The exercise: Could you gather and copy out every line in the material below that contains the word "pool"?
-- begin Extracted information --
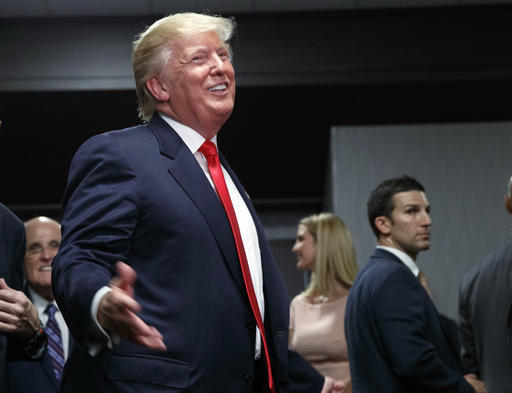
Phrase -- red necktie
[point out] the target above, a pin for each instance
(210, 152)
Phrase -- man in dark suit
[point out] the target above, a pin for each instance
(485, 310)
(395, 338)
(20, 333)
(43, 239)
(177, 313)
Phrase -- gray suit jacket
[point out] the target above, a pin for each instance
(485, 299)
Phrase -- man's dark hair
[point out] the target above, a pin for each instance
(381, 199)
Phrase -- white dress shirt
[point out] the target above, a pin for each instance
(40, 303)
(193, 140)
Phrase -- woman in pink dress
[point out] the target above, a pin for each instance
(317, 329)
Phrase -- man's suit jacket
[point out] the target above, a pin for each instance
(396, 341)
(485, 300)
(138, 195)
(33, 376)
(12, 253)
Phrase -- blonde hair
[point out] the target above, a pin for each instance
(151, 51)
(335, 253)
-- end Extracted information --
-- begin Extracted information --
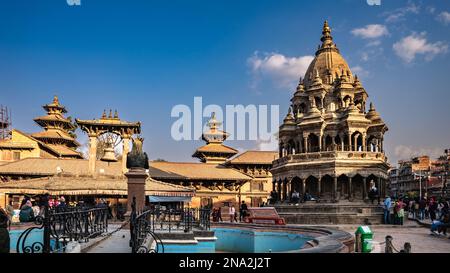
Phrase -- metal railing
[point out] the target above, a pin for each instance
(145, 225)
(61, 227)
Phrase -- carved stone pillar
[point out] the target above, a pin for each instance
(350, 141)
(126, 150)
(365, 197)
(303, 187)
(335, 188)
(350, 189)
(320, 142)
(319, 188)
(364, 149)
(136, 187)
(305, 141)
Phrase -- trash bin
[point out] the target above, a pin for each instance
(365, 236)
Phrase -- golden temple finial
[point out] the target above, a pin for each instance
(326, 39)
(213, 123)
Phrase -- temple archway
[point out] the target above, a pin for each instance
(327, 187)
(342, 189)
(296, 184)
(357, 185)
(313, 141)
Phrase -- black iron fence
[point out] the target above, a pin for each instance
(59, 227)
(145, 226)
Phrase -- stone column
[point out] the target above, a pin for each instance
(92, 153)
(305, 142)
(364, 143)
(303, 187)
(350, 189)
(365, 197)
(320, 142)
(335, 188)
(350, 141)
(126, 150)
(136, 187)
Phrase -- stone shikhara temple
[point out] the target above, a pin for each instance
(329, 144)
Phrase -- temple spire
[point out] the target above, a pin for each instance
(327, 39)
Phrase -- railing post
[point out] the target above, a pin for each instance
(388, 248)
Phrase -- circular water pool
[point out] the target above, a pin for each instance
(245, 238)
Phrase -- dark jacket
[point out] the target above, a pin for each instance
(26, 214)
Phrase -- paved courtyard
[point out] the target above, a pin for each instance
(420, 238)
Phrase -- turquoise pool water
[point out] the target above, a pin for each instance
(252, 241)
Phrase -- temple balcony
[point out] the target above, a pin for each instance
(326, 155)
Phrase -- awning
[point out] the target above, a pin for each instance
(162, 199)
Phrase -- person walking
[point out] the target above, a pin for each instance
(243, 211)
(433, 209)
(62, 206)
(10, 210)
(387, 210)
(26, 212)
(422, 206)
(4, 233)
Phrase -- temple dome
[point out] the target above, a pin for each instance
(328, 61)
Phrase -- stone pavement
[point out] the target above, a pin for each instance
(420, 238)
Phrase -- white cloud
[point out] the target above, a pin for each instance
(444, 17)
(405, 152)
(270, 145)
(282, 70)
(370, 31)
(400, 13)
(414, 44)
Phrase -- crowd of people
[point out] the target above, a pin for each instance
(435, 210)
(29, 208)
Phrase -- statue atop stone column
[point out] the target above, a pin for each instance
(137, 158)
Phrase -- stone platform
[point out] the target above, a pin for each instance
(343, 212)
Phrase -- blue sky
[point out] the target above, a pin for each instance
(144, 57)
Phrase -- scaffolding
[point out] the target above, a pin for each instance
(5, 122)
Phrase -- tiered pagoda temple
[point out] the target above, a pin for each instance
-- end Extracted information --
-- begin Extracted information --
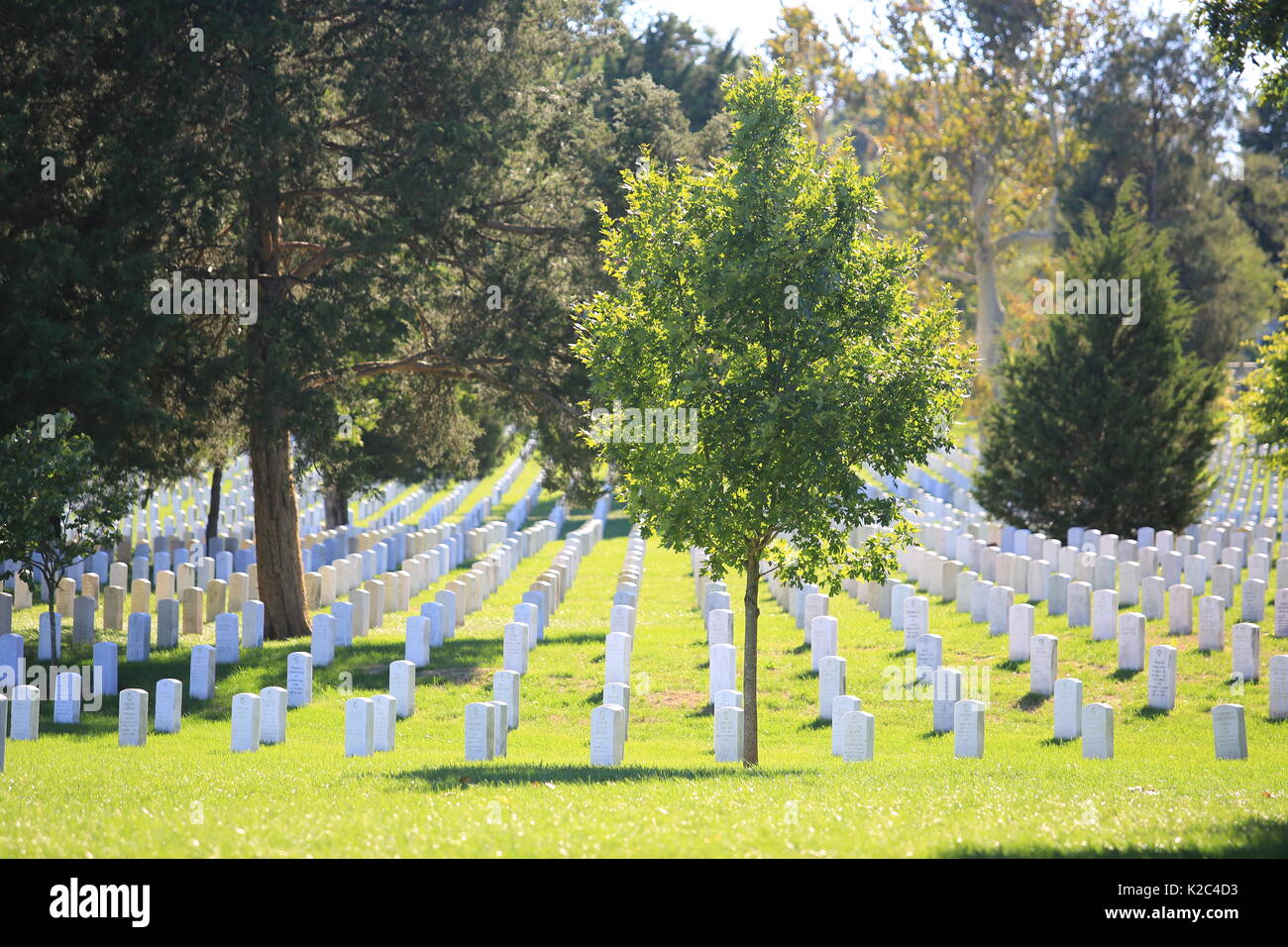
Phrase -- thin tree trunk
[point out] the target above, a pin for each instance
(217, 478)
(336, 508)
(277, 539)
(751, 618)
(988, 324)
-- end Extracted information --
Answer for the task:
Phrase -- circular water pool
Phrase -- turquoise pool water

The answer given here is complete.